Article
In his article, ‘Methodological Conservativism in Kant and Strawson’, John Callanan claims that both Kant's project in the Critique of Pure Reason and Peter Strawson's descriptive metaphysics are exercises in what he calls ‘methodological conservativism’. Callanan characterizes these exercises as ‘philosophical strategies that have the aim of protecting certain first-order commitments against possible revision’. While both Kant and Strawson are methodological conservatives in this sense, their conservativisms are nonetheless very different. While for Kant it is some particular scientific claims that need to be protected, Strawson's project can be described as the attempt to secure our manifest image from revisions occurring in our scientific image. Both forms of conservativism have their upsides and downsides with respect to one another. Kant's project is certainly vulnerable to changes in our scientific image, but his attempt to keep together our scientific and manifest images avoids some problems that first arise within Strawson's approach.

The last task of this special issue, that is, highlighting the Kantian origin of the method of those philosophers that do not unambiguously acknowledge a Kantian legacy and are consequently not customarily interpreted as carrying this legacy, is central to the articles of Alfredo Ferrarin and Samantha Matherne. In ‘Method in Kant and Hegel’, Ferrarin draws attention to the many similarities between Kant's and Hegel's accounts of the method of philosophy, similarities that Hegel fails to acknowledge. Ferrarin shows that both Kant and Hegel present a very original account of method, according to which method is ‘the arrangement and structure that reason gives its contents and cognitions’. There are two important consequences of this approach. First, for both Kant and Hegel, method is not a procedure that can be considered separately from the objects on which it is applied. Rather, method, as the systematic order we give to cognitions, cannot be considered separately from these cognitions and their objects. Second, because the issue of method is essentially linked to reason's self-knowledge, the problem of method is first of all the problem of the method of philosophy, which means that the question of the methods of other disciplines is necessarily subordinated to the question of the method of philosophy. Even though Kant and Hegel agree on these fundamental points, Ferrarin does not avoid pointing out where their views diverge. In this respect, Ferrarin signals how Hegel's considerations on the method of mathematics and its significance for philosophy are superficial in comparison to Kant's. Finally, Ferrarin emphasizes the implications of Hegel's dialectical approach for the way in which he accounts for the method of philosophy.

Tasks to complete
- A) Name every person mentioned in the text about Kant and philosophical method.
- B) Write the next part of the text about Kant and philosophical method, starting after its final sentence.

Data listing
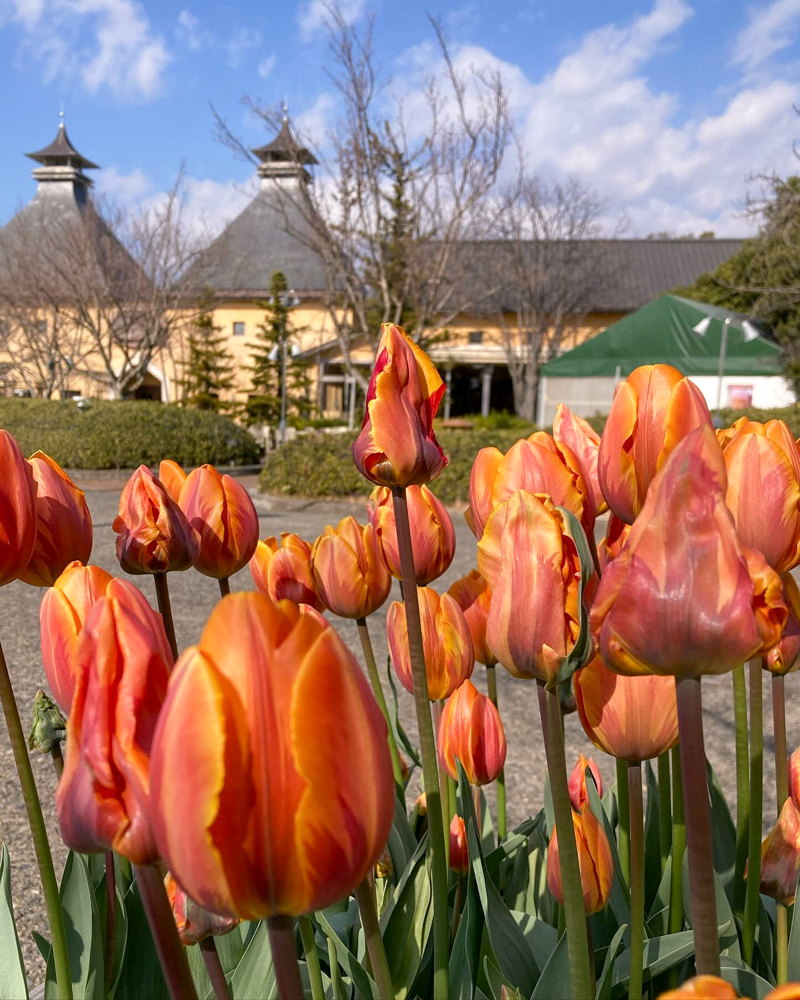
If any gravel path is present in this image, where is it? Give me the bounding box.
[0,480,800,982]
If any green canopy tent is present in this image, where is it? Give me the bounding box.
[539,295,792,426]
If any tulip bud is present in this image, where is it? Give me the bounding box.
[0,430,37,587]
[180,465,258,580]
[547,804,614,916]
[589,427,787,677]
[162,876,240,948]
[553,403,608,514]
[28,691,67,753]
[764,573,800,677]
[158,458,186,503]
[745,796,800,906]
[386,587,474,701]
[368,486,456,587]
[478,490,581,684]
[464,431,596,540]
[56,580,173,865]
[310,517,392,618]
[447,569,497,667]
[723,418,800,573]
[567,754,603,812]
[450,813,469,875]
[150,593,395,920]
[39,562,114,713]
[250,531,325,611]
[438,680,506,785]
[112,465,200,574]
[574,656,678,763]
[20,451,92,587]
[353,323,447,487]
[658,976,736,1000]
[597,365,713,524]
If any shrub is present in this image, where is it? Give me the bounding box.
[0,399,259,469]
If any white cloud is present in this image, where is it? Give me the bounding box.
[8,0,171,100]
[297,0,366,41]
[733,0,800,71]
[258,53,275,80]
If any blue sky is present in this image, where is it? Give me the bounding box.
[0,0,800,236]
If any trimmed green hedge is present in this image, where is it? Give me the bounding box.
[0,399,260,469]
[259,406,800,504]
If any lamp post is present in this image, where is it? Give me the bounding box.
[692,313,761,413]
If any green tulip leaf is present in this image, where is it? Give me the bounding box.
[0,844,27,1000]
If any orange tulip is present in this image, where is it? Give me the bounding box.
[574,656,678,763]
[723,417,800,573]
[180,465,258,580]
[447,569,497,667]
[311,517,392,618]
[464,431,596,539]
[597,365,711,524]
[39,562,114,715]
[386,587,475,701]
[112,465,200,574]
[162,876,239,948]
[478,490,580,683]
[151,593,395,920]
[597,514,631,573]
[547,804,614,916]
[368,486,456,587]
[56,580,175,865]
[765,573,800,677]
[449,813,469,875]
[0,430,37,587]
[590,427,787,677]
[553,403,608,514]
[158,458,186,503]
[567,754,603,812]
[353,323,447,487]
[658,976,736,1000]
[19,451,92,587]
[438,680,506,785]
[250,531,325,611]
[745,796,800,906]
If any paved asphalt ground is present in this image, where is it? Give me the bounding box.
==
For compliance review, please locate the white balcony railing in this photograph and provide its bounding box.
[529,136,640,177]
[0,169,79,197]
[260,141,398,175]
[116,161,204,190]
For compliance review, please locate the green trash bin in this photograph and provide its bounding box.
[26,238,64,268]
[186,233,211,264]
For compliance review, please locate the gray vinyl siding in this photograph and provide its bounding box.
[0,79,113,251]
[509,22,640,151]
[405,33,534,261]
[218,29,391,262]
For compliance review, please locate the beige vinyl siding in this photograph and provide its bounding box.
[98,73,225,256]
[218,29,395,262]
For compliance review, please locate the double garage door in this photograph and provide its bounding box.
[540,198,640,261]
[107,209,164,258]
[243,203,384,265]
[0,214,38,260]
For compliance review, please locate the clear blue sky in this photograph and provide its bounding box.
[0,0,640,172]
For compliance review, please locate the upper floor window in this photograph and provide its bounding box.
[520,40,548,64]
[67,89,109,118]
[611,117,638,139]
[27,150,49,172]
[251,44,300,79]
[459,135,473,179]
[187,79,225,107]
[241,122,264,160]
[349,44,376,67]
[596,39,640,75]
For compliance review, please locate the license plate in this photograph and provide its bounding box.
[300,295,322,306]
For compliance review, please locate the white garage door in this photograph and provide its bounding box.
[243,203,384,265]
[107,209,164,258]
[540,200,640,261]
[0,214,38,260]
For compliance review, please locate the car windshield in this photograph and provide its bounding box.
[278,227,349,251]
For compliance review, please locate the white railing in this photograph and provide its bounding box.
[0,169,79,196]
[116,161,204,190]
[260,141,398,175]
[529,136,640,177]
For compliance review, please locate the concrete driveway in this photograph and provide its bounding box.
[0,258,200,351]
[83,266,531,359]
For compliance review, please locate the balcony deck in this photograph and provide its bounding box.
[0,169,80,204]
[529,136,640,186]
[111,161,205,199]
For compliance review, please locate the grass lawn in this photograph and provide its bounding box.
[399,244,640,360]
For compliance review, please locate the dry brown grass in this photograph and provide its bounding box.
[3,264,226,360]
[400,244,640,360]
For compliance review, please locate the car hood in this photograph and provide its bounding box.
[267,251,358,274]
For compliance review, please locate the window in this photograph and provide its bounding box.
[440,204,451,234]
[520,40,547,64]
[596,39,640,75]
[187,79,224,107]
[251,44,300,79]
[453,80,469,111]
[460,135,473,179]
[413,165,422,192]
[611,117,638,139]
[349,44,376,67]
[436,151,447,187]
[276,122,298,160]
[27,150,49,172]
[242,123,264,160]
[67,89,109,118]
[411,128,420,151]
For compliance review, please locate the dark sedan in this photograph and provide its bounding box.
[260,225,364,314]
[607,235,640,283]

Outputs
- A) John Callanan, Kant, Peter Strawson, Alfredo Ferrarin, Samantha Matherne, Hegel

- B)
Last but not least, Samantha Matherne uncovers some affinities between Kant's philosophical method and Merleau-Ponty's phenomenological approach that might remain unnoticed given Merleau-Ponty's explicit criticism of Kant's line of argument in, for example, the Transcendental Deduction. Matherne starts from the present debate in Merleau-Ponty scholarship between those interpreters that ascribe a certain naturalism to him and those that read him as a transcendental philosopher and an heir of Kant and Husserl. Matherne brings new energy to this debate by focusing on Merleau-Ponty's reception of Kant's method. She shows that Merleau-Ponty is in fact really critical of Kant's approach to philosophy, an approach that Merleau-Ponty calls the ‘method of that-without-which’. Matherne characterizes this method as ‘a regressive method that starts with experience only in order to advance to the a priori conditions of the possibility of experience’. Notwithstanding these explicit criticisms, Matherne shows that there are elements of Merleau-Ponty's phenomenological approach that bear important similarities to themes in Kant's aesthetic. For this reason, Matherne claims, Merleau-Ponty should not be read as abandoning Kant's transcendental standpoint, but as developing an original transcendental aesthetic with a Kantian background.

It is my hope that the papers in this special issue will contribute to showing the breath and richness of Kant's influence over questions regarding the method of philosophical inquiry. In this introduction, I have emphasized the diversity and variety in the ways Kant's philosophical method has been interpreted and transformed. Hopefully, the articles in this special issue show that giving this diversity and variety proper notice is not an obstacle to an adequate understanding of Kant, but is rather an important source of insights regarding both Kant's own method and the method of philosophy in its own right.

Acknowledgments

Some of the papers in the special issue were originally presented at a workshop on ‘Kant's Method in Philosophy and its Reception’ that took place at the University of Frankfurt in October 2015. Speakers at the event were: Stefano Bacin, Karin de Boer, John Callanan, Alfredo Ferrarin, Thomas Höwing, Guido Kreis, and myself. The special issue is part of a research project sponsored by the Deutsche Forschungsgemeinschaft on ‘Kant, Transcendental Strategies and Philosophical Antinomies’ that I run at the University of Frankfurt from October 2014 until May 2018.Footnote6 I would like to thank both the participants in the workshop and the contributors to this special issue for their involvement in the project. I would also like to thank the Deutsche Forschungsgemeinschaft for financially supporting the whole project and both the Deutsche Forschungsgemeinschaft and the Vereinigung von Freunden und Förderern of the University of Frankfurt for sponsoring the workshop in Frankfurt. Final thanks go to Michael Beaney and Alix Cohen for their useful guidance at every step from the planning to the realization of this special issue.

Additional information

Funding

This work was supported by the Deutsche Forschungsgemeinschaft [grant number 258671124].

Notes

6 Among other publications arising from the latter project see in particular: Gava, ‘Kant, Wolff, and the Method of Philosophy’; Gava, ‘Kant, the Third Antinomy and Transcendental Arguments’; Gava, The Current Relevance of Kant's Method in Philosophy; Gava, Kant's Method in the Critique of Pure Reason.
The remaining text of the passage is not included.